##### Supplied records #####

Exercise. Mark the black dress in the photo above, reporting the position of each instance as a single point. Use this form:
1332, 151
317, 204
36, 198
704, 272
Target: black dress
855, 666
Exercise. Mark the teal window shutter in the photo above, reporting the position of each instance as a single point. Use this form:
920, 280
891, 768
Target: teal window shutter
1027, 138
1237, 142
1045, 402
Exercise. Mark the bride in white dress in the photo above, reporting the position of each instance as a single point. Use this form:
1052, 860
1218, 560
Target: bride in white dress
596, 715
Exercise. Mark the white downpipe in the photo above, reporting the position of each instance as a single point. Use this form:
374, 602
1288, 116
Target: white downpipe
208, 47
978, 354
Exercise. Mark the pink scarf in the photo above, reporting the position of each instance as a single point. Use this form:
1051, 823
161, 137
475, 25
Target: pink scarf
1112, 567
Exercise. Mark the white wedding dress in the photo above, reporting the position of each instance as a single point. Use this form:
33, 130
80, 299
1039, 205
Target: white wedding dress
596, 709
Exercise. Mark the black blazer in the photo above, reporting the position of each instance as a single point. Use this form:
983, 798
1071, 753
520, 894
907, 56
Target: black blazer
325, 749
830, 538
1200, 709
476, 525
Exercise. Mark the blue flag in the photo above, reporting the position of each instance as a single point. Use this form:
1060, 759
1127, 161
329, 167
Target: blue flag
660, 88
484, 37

#####

**What needs to be done**
Output every record above, exactly as written.

**Solution**
Exercise. Mark the black dress in the photo above, reporting the position of each instance as a single point. Use this form:
1332, 151
317, 204
36, 198
704, 272
Target: black dress
855, 666
Exercise. Mark the teal window shutter in the photo above, reporting the position of each instance as a single point. Use this form:
920, 280
891, 768
Target: teal window shutter
1027, 138
1237, 142
1045, 402
Exercise. Mark the bride in white dress in the photo above, reporting the position of each instance as a single point. Use this form:
1052, 860
1218, 560
Target: bride in white dress
596, 715
Exercise. Mark the white downpipe in the photo above, reporting the position of each instance as a single point. Use this form:
374, 602
1288, 116
Target: white downpipe
208, 47
978, 354
Exercise. Mark the pink scarf in the photo above, reporting the position of each instance as a single point. Use this form:
1051, 823
161, 137
475, 25
Target: pink scarf
1112, 567
Exercise. Mark the white wedding dress in the photo above, reporting the position of each instance as a single point. Use this form:
33, 130
80, 299
1039, 205
Target: white wedding dress
596, 709
Exercise. Mark the black blazer in the photo above, reporting the position of each instance as a single point. Use this form:
983, 798
1071, 753
520, 894
907, 56
Target: black blazer
325, 749
830, 538
1200, 709
476, 525
Exercise. Mark the blue flag in the photo above, reporting the position of each instance as a single point. Use this form:
1060, 759
1127, 161
329, 167
Target: blue flag
660, 88
484, 37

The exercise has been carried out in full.